■ Travail demandé
1 – D'après le document source, quelle était la valeur maximale d'HbA1c relevée chez les enfants ?
2 – Reproduisez tout le passage du document source, de « Les données relatives » jusqu'à « profession des parents. ».

■ Document source
┏━━
Les données relatives au génotype PON1 étaient disponibles pour 137 enfants et 103 mères (même nombre de données manquantes [deux enfants et 19 mères] dans les groupes exposé et témoin). Les sujets homozygotes 192RR étant rares (neuf enfants et six mères), ils ont été associés aux hétérozygotes QR. Respectivement 40 et 25 enfants des groupes exposé et témoin étaient porteurs d’allèles R.
Validation de l’hypothèse de départ
Le poids, l’IMC et le pourcentage de masse grasse des enfants du groupe exposé sont plus élevés que ceux du groupe témoin. La valeur de l’HbA1c (en mmol/mol Hb) est supérieure de 5 % en moyenne (IC95 : 1,8-8,2), correspondant à une différence d’1,6 mmol/mol après ajustement sur le sexe, l’âge au moment de l’examen, le statut prépubère ou pubère et un indicateur socio-économique fondé sur le niveau d’études et la profession des parents.
La stratification retrouve un effet modificateur du sexe ainsi que du polymorphisme du gène PON1. L’HbA1c des filles exposées est supérieure de 6,2 % en moyenne (1,6-11,1) à celle des filles du groupe témoin, tandis que la différence n’est pas significative dans la population des garçons (+ 3,9 % [-0,3 à 8,2]). Par ailleurs, l’effet de l’exposition n’est évident que si l’enfant ou la mère porte l’allèle R. L’analyse selon le génotype de l’enfant (ajustée sur le sexe) montre une augmentation de 6,1 % en moyenne (1,6-10,8) dans le sous-groupe des porteurs d’allèles R versus 2,6 % (-1,5 à 7) dans le sous-groupe 192QQ. Selon le génotype maternel, l’HbA1c est augmentée de 7,1 % (allèle R, IC95 : 2-12,6) ou de 0,5 % (192QQ, IC95 : -5,1 à 6,4).
Ces résultats sont robustes à un ajustement supplémentaire sur le pourcentage de masse grasse, ainsi qu’au remplacement de la variable binaire « puberté » par les stades de Tanner plus précis. Les auteurs signalent que toutes les valeurs d’HbA1c étaient dans la plage considérée normale pour l’adulte (la valeur maximale était de 39 mmol/mol pour des seuils diagnostiques de pré-diabète et diabète de 42 et 48 mmol/mol, dont la pertinence est toutefois discutée pour l’adolescent).
┗━━
■ Données
┏━━
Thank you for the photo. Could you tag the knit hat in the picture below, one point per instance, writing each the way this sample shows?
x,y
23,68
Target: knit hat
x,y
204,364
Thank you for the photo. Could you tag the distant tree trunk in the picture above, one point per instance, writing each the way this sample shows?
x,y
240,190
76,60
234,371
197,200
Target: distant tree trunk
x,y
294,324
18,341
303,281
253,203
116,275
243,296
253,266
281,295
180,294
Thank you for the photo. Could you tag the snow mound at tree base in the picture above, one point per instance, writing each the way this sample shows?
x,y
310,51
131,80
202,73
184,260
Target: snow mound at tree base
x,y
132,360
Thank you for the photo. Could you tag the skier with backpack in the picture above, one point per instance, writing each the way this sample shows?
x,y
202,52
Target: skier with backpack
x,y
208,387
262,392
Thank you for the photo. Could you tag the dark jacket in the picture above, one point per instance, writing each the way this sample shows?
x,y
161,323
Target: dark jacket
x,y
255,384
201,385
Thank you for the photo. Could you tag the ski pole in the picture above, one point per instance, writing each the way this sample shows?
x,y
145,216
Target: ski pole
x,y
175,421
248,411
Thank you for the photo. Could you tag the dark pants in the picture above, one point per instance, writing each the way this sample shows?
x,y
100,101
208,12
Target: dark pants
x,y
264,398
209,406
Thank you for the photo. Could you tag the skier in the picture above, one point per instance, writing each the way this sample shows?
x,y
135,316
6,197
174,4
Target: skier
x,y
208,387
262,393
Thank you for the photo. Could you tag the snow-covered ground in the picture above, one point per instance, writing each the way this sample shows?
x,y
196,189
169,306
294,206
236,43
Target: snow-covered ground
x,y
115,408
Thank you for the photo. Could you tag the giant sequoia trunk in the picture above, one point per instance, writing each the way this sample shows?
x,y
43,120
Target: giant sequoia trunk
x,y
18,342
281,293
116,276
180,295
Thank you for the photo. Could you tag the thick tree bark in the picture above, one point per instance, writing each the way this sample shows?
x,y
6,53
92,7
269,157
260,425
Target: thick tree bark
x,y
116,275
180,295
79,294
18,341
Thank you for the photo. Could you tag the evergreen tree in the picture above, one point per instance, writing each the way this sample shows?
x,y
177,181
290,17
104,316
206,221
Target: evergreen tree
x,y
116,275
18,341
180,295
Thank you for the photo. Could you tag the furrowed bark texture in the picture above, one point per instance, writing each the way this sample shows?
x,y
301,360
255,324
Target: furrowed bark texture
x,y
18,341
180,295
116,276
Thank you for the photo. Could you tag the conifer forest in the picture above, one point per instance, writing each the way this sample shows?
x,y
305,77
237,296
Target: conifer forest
┗━━
■ Vos réponses
1 – 39 mmol/mol.

2 –
Les données relatives au génotype PON1 étaient disponibles pour 137 enfants et 103 mères (même nombre de données manquantes [deux enfants et 19 mères] dans les groupes exposé et témoin). Les sujets homozygotes 192RR étant rares (neuf enfants et six mères), ils ont été associés aux hétérozygotes QR. Respectivement 40 et 25 enfants des groupes exposé et témoin étaient porteurs d’allèles R.
Validation de l’hypothèse de départ
Le poids, l’IMC et le pourcentage de masse grasse des enfants du groupe exposé sont plus élevés que ceux du groupe témoin. La valeur de l’HbA1c (en mmol/mol Hb) est supérieure de 5 % en moyenne (IC95 : 1,8-8,2), correspondant à une différence d’1,6 mmol/mol après ajustement sur le sexe, l’âge au moment de l’examen, le statut prépubère ou pubère et un indicateur socio-économique fondé sur le niveau d’études et la profession des parents.